◆ **Auszug zum Lesen**
ZEBRA wurde im Februar 2020 gegründet. Zu diesem Zeitpunkt hatte das Land als Geldgeber die Verschwörungsthematik gar nicht auf dem Schirm. Die Stelle sollte, wie es der Name sagt, zu Weltanschauungsfragen beraten. Aufklären über Religionen, Sekten, Schamanen, Angebote des Esoterikmarkts, Okkultismus. "Wir dachten uns, wir nehmen mal die Verschwörungstheorien mit auf, weil es dazu kein Angebot gab", erinnert sich Sarah Pohl und muss lachen. Denn dann kam – Corona. Im Jahr 2021 bezogen sich mehr als die Hälfte der insgesamt 600 Anfragen auf Verschwörungsmythen. Und es sind inzwischen so viele, dass Pohl und ihre drei Kollegen und Kolleginnen – zusammen teilen sie sich gut anderthalb Personalstellen – kaum hinterherkommen.

Die Situation nehmen alle als bedrohlich wahr

Im Kleinen, auf der individuellen Ebene, zeigt sich hier, was die Gesellschaft als Ganzes derzeit erlebt: eine zunehmende Spaltung in zwei Lager, die sich unversöhnlich gegenüberstehen und immer weniger miteinander zu tun haben oder haben wollen. In einer Studie fand die Konrad-Adenauer-Stiftung unlängst heraus, wie weit die Polarisierung fortgeschritten ist: Demnach wollen 62 Prozent der Befragten nichts mit AfD-Wählern zu tun haben, 13 Prozent nichts mit Grünen-Wählern. Auch jenseits der parteipolitischen Präferenzen gibt es starke Abwehrreflexe: So lehnen 20 Prozent der befragten Personen den Kontakt zu Klimaschutz-Aktivisten ab, 16 Prozent den zu SUV-Fahrern; und sechs Prozent wollen am liebsten nichts mit Katholiken zu tun haben.

◆ **Gezeigte Datensätze**

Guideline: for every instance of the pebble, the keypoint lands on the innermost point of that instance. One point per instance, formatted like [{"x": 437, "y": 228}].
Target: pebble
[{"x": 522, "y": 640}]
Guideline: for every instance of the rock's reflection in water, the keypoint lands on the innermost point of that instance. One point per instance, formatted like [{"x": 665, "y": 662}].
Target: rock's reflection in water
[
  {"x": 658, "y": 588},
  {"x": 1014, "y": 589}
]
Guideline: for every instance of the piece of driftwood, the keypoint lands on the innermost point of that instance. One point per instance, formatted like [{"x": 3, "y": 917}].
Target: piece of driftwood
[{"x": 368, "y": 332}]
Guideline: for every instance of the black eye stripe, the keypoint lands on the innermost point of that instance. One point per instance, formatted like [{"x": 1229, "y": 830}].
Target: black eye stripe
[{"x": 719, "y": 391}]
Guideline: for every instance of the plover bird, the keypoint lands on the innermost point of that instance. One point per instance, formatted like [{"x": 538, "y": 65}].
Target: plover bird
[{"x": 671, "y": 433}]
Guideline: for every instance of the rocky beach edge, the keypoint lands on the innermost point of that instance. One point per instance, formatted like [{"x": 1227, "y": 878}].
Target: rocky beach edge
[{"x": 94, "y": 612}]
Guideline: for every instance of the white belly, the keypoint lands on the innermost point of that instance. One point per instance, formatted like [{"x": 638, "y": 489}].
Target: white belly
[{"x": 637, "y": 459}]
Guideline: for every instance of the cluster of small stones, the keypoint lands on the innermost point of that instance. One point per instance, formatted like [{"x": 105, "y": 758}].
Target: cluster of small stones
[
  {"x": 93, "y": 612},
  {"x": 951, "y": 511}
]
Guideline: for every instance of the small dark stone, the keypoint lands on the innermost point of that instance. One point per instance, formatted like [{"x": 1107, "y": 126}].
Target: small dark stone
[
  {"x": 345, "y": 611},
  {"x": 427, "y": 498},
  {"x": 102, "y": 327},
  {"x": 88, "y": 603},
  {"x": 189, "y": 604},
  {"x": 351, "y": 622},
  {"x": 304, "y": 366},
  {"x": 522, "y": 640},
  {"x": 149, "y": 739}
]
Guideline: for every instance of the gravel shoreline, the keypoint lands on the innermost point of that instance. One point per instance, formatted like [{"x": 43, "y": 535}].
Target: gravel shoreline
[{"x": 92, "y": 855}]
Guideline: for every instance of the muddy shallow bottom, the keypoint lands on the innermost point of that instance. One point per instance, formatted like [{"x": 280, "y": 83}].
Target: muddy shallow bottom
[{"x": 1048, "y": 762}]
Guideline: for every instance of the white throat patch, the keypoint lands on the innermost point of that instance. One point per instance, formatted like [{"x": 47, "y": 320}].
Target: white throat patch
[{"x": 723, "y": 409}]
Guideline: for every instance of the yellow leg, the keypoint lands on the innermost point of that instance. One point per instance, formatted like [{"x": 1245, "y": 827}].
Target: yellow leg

◆ **Aufgabe 1**
Wann wurde ZEBRA laut dem Auszug gegründet?
◆ **Aufgabe 2**
Nennen Sie alle Gruppen, mit denen Befragte laut der im Auszug genannten Studie der Konrad-Adenauer-Stiftung nichts zu tun haben wollen.
◆ **Aufgabe 3**
Schreiben Sie aus dem Auszug die Stelle ab, die mit den Worten „Die Situation nehmen“ beginnt und nach den Worten „zu tun haben.“ endet.

◆ **Lösung 1**
Im Februar 2020.

◆ **Lösung 2**
AfD-Wähler, Grünen-Wähler, Klimaschutz-Aktivisten, SUV-Fahrer, Katholiken

◆ **Lösung 3**
Die Situation nehmen alle als bedrohlich wahr

Im Kleinen, auf der individuellen Ebene, zeigt sich hier, was die Gesellschaft als Ganzes derzeit erlebt: eine zunehmende Spaltung in zwei Lager, die sich unversöhnlich gegenüberstehen und immer weniger miteinander zu tun haben oder haben wollen. In einer Studie fand die Konrad-Adenauer-Stiftung unlängst heraus, wie weit die Polarisierung fortgeschritten ist: Demnach wollen 62 Prozent der Befragten nichts mit AfD-Wählern zu tun haben, 13 Prozent nichts mit Grünen-Wählern. Auch jenseits der parteipolitischen Präferenzen gibt es starke Abwehrreflexe: So lehnen 20 Prozent der befragten Personen den Kontakt zu Klimaschutz-Aktivisten ab, 16 Prozent den zu SUV-Fahrern; und sechs Prozent wollen am liebsten nichts mit Katholiken zu tun haben.